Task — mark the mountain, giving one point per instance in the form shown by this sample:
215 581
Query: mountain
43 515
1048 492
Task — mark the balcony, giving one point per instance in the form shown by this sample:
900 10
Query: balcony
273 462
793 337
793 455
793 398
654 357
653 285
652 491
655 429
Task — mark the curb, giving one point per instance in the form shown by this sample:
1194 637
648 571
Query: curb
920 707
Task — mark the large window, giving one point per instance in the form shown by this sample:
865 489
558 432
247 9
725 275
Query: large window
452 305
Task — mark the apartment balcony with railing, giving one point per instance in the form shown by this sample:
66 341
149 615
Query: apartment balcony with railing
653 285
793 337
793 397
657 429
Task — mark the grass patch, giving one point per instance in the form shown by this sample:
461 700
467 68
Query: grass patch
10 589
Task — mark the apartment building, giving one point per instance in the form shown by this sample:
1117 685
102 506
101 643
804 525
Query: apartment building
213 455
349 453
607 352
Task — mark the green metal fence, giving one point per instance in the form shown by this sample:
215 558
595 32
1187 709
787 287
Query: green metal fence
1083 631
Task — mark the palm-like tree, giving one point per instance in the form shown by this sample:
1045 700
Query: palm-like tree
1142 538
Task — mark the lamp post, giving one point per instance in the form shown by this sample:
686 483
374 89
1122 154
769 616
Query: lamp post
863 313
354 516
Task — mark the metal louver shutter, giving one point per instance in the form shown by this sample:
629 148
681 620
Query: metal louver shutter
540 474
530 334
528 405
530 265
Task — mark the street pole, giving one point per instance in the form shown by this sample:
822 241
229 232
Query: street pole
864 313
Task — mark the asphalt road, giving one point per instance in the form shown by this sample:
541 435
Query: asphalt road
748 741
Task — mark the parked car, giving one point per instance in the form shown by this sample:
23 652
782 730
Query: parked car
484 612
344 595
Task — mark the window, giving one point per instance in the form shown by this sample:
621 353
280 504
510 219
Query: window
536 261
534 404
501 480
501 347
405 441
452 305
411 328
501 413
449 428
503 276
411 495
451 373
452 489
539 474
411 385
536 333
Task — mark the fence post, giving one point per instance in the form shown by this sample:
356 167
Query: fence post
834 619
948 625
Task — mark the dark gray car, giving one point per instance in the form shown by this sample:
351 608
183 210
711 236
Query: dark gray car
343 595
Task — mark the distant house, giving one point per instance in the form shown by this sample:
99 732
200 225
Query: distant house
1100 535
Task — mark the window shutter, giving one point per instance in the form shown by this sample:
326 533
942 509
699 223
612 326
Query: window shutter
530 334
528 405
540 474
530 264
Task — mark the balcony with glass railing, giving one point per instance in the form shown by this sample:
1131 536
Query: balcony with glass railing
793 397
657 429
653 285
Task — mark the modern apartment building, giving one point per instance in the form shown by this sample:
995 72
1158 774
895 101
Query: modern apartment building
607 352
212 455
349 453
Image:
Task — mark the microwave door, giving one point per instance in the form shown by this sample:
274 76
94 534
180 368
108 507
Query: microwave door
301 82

What to do: Reproduce all the data word for word.

Expected output:
Task — mark the mountain, giving one point per instance in the form shown by this sample:
215 581
Query: mountain
43 515
1048 492
Task — mark the balcony, giving one point per instance in the form shown by this sample:
900 10
Query: balcony
273 462
793 337
793 455
793 398
654 357
653 285
652 491
655 429
Task — mark the curb, giving one point per instance in the form shown by this sample:
1194 637
648 571
Query: curb
920 707
Task — mark the large window, giving one point per instance in the form shown by this sample:
865 489
558 432
247 9
725 275
Query: large window
452 305
Task — mark the apartment balcony with railing, giving one point per instance in the form shown by this sample:
66 341
149 615
Query: apartment balcony with railing
653 285
793 337
793 397
657 429
Task — mark the grass patch, giving one point per instance in the form shown by this sample:
461 700
467 68
Query: grass patch
10 589
Task — mark the apartment building, giving one point per instance in the form shown by this sample:
1117 685
102 506
101 643
804 525
Query: apartment building
213 455
349 453
607 352
Task — mark the green metal fence, giving one point per instance in the form shown by this sample:
215 558
595 32
1187 709
787 287
Query: green metal fence
1083 631
Task — mark the palm-like tree, giving one point per instance in the form shown by this sample:
1045 700
Query: palm-like tree
1142 538
Task — mark the lamp post, giving one point per instance in the form shown by this sample:
686 483
374 89
1122 154
769 616
Query: lamp post
863 313
354 516
Task — mark the metal louver shutter, giving one point per instance in the form shown by this sample:
629 148
681 620
Query: metal louver shutter
540 474
530 334
528 405
530 265
Task — mark the street pole, giving one point per instance in the form shown by this sample:
822 241
229 232
Query: street pole
864 313
Task — mark the asphalt road, giving one point per instance in the form shown by this sample:
541 435
Query: asphalt road
748 741
Task — mark the parked car, giving one point per instance in the form shown by this sample:
23 652
782 730
Query: parked car
484 612
344 595
Task — mark the window, giving one point per instance in the form shown by this sample:
621 353
280 504
510 219
Query: window
536 261
534 404
501 480
501 347
405 441
452 305
411 328
501 413
449 428
503 276
411 495
451 373
452 489
539 474
411 385
536 333
Task — mark the fence post, giving one point per instance in the form shown by this sample:
356 167
Query: fence post
834 619
948 625
Task — mark the dark gray car, giving one point per instance in the form shown by this sample:
351 608
183 210
711 236
Query: dark gray car
343 595
Task — mark the distant house, giving one point per instance in the form shown by this sample:
99 732
200 225
Query: distant house
1100 535
Task — mark the window shutter, giving one point per instance in the form shown by this sample:
326 533
942 509
699 223
612 326
Query: window shutter
530 334
528 405
540 474
530 264
Task — mark the balcony with glass railing, giving one point per instance in the form shown by this sample:
1131 536
Query: balcony with glass railing
793 397
657 429
653 285
Task — mark the modern apartment building, giving one point per instance in the form shown by this sample:
995 72
1158 774
895 101
Query: modern apartment building
607 352
212 455
349 453
Image:
Task — mark the microwave door, giving one point per instance in the form shown by this sample:
274 76
94 534
180 368
108 507
Query: microwave door
301 82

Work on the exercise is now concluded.